Document section:
▶
The first attempt to understand the history of the Rivesaltes camp was by the president of the Departmental Committee of Liberation (CDL), Camille Fourquet. He undertook to write a series of reports for the Second World War History Committee, an inter-ministerial body linked to the Presidency of the Board, founded by decree (17th December 1951). However, on the second page of his document, Fourquet wrote that he did not believe there were any survivors from the conveys that left Rivesaltes. This statement was constantly repeated, until the early 2000s, by the management of the Rivesaltes memorial project – which subsequently financed the works of the historian Alexandre Doulut, demonstrating that there were 84 survivors. Thus, the storytelling of the place is simultaneous to its mythification.
◀
Problem set:
1. Please condense the paragraph beginning "The first attempt to understand" from the passage on the Rivesaltes camp into a short bulleted list that keeps its main facts.
2. Write a continuation of the passage on the Rivesaltes camp, picking up after its final sentence.
The records have nothing to do with this work.

Collected data entries:
▶
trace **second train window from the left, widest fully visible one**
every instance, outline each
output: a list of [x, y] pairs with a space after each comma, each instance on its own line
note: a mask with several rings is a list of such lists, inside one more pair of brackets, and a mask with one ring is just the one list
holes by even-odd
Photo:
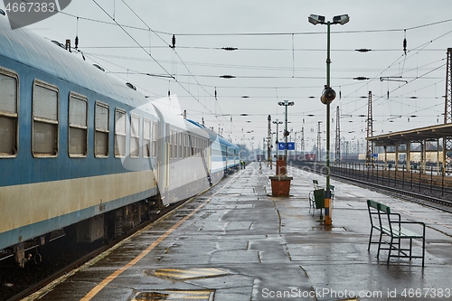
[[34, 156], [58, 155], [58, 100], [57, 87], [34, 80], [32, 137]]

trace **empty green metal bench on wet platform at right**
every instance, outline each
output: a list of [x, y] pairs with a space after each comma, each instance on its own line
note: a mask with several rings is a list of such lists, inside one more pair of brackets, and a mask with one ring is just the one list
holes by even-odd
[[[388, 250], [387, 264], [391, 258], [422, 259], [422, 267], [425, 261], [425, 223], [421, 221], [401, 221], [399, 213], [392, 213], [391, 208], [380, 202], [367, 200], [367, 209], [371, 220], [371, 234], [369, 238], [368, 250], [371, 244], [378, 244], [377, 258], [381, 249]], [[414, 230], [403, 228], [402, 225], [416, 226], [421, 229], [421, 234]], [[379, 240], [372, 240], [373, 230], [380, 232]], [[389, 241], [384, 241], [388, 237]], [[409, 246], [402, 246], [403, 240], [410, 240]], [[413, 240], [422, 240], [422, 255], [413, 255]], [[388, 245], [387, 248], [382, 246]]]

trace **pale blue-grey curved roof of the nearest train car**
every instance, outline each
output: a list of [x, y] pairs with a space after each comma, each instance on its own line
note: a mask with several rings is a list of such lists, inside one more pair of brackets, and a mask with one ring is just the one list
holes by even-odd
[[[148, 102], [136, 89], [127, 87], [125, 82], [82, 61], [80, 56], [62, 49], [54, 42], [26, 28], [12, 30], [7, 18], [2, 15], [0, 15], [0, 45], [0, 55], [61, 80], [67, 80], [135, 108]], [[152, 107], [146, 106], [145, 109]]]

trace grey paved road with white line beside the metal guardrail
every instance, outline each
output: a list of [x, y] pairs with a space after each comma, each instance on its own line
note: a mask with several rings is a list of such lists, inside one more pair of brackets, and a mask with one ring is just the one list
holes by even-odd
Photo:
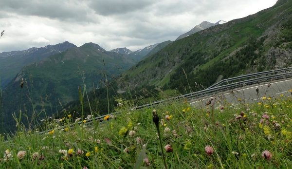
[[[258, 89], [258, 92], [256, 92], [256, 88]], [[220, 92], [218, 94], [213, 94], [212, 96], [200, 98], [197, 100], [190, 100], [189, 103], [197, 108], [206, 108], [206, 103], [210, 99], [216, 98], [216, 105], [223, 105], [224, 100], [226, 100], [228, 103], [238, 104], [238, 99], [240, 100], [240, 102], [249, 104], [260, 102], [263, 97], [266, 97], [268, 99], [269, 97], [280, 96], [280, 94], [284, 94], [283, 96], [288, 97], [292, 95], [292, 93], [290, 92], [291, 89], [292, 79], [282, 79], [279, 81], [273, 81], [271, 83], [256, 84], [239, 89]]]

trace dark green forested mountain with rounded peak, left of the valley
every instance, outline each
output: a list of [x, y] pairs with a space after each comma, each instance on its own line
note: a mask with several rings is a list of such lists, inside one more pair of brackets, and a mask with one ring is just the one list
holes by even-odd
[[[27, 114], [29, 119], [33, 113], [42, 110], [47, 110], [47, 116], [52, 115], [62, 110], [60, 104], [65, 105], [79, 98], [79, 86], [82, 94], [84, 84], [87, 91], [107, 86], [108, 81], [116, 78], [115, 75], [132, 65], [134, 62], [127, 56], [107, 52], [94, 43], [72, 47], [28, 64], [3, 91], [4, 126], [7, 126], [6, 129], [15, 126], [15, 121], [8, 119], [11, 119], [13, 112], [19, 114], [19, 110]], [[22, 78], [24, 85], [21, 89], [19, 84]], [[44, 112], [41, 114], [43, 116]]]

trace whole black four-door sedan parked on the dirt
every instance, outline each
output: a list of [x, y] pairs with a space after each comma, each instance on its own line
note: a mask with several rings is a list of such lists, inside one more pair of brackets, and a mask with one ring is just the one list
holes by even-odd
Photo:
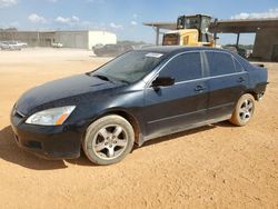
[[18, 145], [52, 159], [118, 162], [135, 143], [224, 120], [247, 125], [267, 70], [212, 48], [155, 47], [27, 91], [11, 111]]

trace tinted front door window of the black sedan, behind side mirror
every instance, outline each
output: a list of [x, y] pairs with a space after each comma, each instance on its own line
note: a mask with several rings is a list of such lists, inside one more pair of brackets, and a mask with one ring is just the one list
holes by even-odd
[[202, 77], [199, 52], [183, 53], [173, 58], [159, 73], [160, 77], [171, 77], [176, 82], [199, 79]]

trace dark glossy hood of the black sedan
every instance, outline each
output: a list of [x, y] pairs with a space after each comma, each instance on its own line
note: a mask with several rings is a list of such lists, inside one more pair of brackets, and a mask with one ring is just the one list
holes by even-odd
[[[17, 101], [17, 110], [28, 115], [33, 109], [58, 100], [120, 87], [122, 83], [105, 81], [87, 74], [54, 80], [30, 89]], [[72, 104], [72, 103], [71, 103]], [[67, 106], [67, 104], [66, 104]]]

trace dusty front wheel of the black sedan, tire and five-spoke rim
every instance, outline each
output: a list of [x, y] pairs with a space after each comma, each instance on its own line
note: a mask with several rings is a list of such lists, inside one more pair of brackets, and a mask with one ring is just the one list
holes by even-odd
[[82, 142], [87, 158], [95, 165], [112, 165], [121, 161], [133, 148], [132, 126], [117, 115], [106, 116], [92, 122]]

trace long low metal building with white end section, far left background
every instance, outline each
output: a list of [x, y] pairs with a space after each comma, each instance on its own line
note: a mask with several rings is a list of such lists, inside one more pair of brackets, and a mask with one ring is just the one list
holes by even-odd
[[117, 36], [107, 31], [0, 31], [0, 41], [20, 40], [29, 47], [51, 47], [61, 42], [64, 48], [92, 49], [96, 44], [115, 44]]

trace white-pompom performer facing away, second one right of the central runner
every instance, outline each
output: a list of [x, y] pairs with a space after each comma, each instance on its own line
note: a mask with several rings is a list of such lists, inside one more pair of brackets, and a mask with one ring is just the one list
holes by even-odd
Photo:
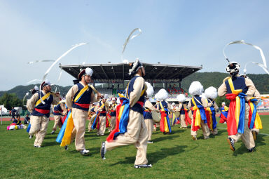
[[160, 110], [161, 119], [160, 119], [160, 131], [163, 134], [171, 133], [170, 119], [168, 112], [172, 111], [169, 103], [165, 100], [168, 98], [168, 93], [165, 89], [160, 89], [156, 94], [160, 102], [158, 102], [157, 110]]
◀
Exercise results:
1.
- Camille Fourquet, president of the Departmental Committee of Liberation (CDL), made the first attempt to understand the history of the Rivesaltes camp.
- He wrote a series of reports for the Second World War History Committee, an inter-ministerial body linked to the Presidency of the Board and founded by decree on 17th December 1951.
- On the second page of his document, he stated his belief that no one sent away from Rivesaltes had survived.
- The management of the Rivesaltes memorial project repeated this claim constantly until the early 2000s.
- That project later financed work by historian Alexandre Doulut, which showed there were 84 survivors.
- The telling of the site's story thus developed alongside its mythification.

2.
However, there is no social memory of the place. A scandal led to the revelation. Under the signature of journalist Joël Mettay, the Roussillon daily newspaper L’Indépendant of 8th May 1997 revealed that a private individual had found bundles of original documents relating to Jewish internees from the Rivesaltes camp at the Perpignan waste disposal site. In its context, this revelation is all the more significant because it was preceded by the “Jewish file” scandal in 1991. Serge Klarsfeld revealed the existence of such an object that had been kept after the war. The affair turned out to be false, but stirred up public opinion to such an extent that in 1997 it became known as the “Rivesaltes Jewish file affair”. Similarly, in 1993, the local elections in Perpignan, prefecture of the Pyrénées Orientales department, were marked by the desecration of the town’s Jewish cemetery, which the National Front (FN; the largest city to support Le Pen since 2020) denounced as a plot to undermine it – according to the discursive strategy model used during the anti-Semitic desecration of Carpentras in 1990 which launched a wave of profanation in France and beyond. The prefect conflated the desecration and discovery and stated that the journalist was part of a plot to destabilise the election. After claiming that the documents were false, he pursued the journalist for concealment of files, with the support of the ADPO. In fact, the investigation by the Judicial Police revealed a lengthy malfunction in the archive services that had led to the documents being disposed of.